──────── Given information
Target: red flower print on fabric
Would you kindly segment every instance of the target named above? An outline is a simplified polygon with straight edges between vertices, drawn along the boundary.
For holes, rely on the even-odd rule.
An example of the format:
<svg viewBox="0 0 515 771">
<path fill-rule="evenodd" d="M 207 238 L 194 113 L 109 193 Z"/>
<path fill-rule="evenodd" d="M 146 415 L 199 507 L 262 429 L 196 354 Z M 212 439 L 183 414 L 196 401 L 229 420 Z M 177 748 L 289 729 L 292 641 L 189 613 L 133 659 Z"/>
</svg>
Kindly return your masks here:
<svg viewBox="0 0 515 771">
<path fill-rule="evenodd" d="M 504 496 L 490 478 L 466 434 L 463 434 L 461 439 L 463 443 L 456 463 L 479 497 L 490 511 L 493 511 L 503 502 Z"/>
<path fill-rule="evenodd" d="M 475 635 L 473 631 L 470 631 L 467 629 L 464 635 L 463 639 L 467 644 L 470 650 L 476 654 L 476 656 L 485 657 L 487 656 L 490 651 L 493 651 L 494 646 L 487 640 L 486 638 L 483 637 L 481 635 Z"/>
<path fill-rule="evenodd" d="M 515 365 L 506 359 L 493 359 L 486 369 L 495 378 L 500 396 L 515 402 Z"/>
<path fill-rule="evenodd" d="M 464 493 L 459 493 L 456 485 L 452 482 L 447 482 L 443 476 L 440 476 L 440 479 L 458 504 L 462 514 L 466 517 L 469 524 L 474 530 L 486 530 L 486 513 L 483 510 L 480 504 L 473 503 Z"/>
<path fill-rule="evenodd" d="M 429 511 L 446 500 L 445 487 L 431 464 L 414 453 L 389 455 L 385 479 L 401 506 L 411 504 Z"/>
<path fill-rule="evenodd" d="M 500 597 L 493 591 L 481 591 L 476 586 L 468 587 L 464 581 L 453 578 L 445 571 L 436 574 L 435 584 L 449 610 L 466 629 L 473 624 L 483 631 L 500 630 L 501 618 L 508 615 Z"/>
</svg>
────────────────
▸ **Aim of the exercise**
Please reproduce the entries with "cloth" substituted for "fabric" and everything else left unchanged.

▸ **Response below**
Target: red flower print on cloth
Would you kindly segment every instance of the target named above? An outline is a simplified polygon with straight edges between vertices, drawn along the boundary.
For holes, rely on the even-odd rule.
An example of the format:
<svg viewBox="0 0 515 771">
<path fill-rule="evenodd" d="M 207 238 L 194 113 L 109 193 Z"/>
<path fill-rule="evenodd" d="M 146 415 L 199 507 L 262 429 L 196 354 Z M 212 439 L 183 414 L 196 401 L 229 420 Z M 177 748 L 289 729 L 292 641 L 189 613 L 133 659 Z"/>
</svg>
Kindly return your masks here:
<svg viewBox="0 0 515 771">
<path fill-rule="evenodd" d="M 504 496 L 490 478 L 466 434 L 463 434 L 461 439 L 463 443 L 456 463 L 479 497 L 490 511 L 493 511 L 503 502 Z"/>
<path fill-rule="evenodd" d="M 475 635 L 473 631 L 470 631 L 467 629 L 464 635 L 463 639 L 467 644 L 470 650 L 476 654 L 476 656 L 485 657 L 487 656 L 490 651 L 493 651 L 494 646 L 487 640 L 486 638 L 483 637 L 481 635 Z"/>
<path fill-rule="evenodd" d="M 515 365 L 506 359 L 493 359 L 486 369 L 495 378 L 500 396 L 515 402 Z"/>
<path fill-rule="evenodd" d="M 464 493 L 459 493 L 456 485 L 452 482 L 447 482 L 443 476 L 440 476 L 440 479 L 458 504 L 462 514 L 466 517 L 469 524 L 474 530 L 486 530 L 486 513 L 483 510 L 480 504 L 473 503 Z"/>
<path fill-rule="evenodd" d="M 429 511 L 446 500 L 445 487 L 431 464 L 414 453 L 389 455 L 385 479 L 401 506 L 411 504 Z"/>
<path fill-rule="evenodd" d="M 500 597 L 493 591 L 481 591 L 476 586 L 468 587 L 464 581 L 453 578 L 445 571 L 436 574 L 435 584 L 449 610 L 466 629 L 473 624 L 483 631 L 500 630 L 501 618 L 508 615 Z"/>
</svg>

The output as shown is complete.